READING TEXT:
*** Block opens ***
In the wrong hands.....

marc two tone

Retrobike Rider
Feedback
View
Well, im smarting here.

Yes, bitter. I have it that i/we aim to salvage and restore, thus preservation is a key target.
The subject below was a bike I owned a few years back now. It wasnt mint but, very good considering age. I bought from a couple that were getting rid of stuff that didn't suit them anymore yet, owned the bike from new, chevin cycles in otley. In my care i lightly upgraded and kept the paintwork happy and clean.
It was a knock that i honoured a 34.00 ebay sale back then but now its back around i cant believe my eyes. The guy i sold it to did the canti swap and did away with the amberwall. Therapy has got me to this point....

Ive gone over it all with a spy glass and its my old bike. Or the RB sticker on seatube, 400lx front mech, chainset (500LX) and the ring layout, etc....is purely coincidental.
Its been some kind of work-beater and left outdoors, look at the flouro! No stem cap either. Marin lite qr gone. You sometimes only get one chance to keep originality where, a repaint is un wise and a balance has to be found between what you want as the owner and, the wider community wish for. Below is knackered now.
Of course i hold no disdain to the current owner-seller. But c'mon, message to previous'.

My day....

kitchen stuff 080.JPG PICT0032.JPG

And now.....
*** Block closes ***
DATASET ENTRIES:
*** Block opens ***
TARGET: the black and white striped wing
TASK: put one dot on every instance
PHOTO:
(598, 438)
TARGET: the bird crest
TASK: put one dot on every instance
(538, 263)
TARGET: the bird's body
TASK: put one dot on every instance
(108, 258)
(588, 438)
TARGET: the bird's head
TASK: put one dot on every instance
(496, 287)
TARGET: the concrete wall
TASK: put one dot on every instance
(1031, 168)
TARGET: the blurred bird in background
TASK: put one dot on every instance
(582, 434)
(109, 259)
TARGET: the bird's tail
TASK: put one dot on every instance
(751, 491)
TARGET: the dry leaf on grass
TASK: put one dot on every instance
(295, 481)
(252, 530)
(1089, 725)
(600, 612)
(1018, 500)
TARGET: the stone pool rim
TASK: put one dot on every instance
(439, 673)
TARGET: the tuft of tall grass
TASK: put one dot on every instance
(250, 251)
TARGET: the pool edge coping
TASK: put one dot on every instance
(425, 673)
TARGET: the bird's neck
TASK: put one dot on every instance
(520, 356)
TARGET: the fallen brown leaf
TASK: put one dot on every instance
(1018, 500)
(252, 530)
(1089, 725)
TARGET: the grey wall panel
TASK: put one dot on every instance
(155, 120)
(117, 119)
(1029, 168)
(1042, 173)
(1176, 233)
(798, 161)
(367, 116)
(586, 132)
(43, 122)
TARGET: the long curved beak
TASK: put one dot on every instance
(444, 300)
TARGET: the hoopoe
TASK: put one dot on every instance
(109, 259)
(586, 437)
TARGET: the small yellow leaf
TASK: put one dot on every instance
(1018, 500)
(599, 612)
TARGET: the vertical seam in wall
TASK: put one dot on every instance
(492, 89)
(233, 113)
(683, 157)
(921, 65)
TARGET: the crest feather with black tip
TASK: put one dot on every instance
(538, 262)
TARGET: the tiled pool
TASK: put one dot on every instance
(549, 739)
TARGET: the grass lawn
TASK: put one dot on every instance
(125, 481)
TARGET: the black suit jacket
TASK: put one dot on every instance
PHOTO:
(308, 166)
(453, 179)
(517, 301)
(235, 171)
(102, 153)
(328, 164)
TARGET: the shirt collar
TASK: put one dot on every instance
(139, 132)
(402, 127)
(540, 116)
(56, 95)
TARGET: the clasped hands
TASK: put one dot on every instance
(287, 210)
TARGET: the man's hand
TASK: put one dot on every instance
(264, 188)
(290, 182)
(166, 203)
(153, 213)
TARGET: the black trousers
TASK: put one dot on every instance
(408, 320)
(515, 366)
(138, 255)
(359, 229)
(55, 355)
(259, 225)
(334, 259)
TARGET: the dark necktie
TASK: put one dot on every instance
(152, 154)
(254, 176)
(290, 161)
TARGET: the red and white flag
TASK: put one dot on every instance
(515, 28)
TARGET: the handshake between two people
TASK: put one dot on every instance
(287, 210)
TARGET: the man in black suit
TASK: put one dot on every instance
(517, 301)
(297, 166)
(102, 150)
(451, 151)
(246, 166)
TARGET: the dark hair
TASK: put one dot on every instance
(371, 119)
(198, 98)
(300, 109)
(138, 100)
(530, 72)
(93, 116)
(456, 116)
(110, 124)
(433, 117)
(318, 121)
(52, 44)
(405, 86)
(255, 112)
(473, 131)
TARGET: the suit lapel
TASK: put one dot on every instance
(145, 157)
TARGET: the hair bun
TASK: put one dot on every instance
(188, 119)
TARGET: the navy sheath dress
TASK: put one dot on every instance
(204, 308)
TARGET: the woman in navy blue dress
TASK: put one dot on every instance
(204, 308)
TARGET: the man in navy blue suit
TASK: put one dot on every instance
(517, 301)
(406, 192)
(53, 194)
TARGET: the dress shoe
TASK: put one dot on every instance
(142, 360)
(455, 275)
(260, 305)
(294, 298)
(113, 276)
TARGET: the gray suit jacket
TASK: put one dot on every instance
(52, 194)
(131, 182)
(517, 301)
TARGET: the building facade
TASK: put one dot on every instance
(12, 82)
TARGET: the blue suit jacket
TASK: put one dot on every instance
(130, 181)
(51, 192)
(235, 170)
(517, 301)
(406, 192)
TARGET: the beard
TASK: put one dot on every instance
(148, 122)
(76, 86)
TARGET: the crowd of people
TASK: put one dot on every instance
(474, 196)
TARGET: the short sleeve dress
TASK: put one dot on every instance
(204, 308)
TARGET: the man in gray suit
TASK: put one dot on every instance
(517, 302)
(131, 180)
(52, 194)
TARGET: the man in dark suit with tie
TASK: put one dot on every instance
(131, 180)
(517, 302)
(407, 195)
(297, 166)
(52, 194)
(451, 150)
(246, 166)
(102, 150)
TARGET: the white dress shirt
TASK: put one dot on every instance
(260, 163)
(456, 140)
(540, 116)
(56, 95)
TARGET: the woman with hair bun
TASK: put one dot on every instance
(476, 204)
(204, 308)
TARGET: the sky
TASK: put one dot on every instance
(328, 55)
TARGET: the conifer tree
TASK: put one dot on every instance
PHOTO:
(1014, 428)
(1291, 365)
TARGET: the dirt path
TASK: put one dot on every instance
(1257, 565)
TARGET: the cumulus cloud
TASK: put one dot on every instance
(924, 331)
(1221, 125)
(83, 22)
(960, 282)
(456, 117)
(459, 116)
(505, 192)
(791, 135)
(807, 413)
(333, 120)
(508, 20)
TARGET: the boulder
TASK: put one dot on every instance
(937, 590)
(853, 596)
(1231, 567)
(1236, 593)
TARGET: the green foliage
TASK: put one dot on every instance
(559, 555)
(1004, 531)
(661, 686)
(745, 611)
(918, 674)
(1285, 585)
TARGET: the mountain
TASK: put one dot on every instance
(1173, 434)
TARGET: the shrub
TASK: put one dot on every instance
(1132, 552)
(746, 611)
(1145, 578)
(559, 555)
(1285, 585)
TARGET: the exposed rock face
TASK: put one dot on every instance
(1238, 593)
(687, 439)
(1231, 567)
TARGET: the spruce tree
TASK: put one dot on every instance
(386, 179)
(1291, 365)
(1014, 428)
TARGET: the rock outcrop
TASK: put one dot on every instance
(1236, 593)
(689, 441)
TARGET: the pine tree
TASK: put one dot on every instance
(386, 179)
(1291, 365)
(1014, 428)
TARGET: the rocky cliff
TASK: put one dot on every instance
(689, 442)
*** Block closes ***
WHAT YOU WILL DO:
• 1. Copy the bike post from "In the wrong" up to and including "a key target.", changing "bitter" to "sore".
• 2. Continue the post about the old bike from the point where it stops.
The listing has nothing to do with the bike post.

ANSWERS TO THE PROBLEMS:
• 1.
In the wrong hands.....

marc two tone

Retrobike Rider
Feedback
View
Well, im smarting here.

Yes, sore. I have it that i/we aim to salvage and restore, thus preservation is a key target.

• 2.
Screenshot_20240214-181019_Samsung Internet.jpg
 
I think I lost all sense of any emotional connection to a bike when I was mugged and badly beaten for one of mine. These were mass produced items, and it is the nature of things for them to be altered, used, worn out, bits replaced etc. Those that aren't haven't fulfilled their purpose.

There is a role for preservation, but we must accept that others will not share our aspirations for what is to them, a cheap mode of transport. I feel quite happy to see that it's obviously been put to regular use - even if only for a time. Hopefully, it will bring value to its next owner. Those who feel emotionally attached or don't share those purely functional aspirations for their possessions, also rightly, erect barriers to ownership in the form of high prices and/or trying to find out more about a future owners' plans before parting.

It's great that you care for it, and perhaps even feel deeply enough to mourn its prior condition. But eventually all things change, and are returned to their constituent atoms to become something new. Let it go, mate.
 
I feel your pain. I remember vividly the day in the 90s when I sold my Yamaha DT50 - which I’d spent a lot of time tidy-up. The new owner’s Dad dumped it on the back of his flat-bed on top of a load of builders junk. It was just lying in a pile of crap, digging in the paint and drove off.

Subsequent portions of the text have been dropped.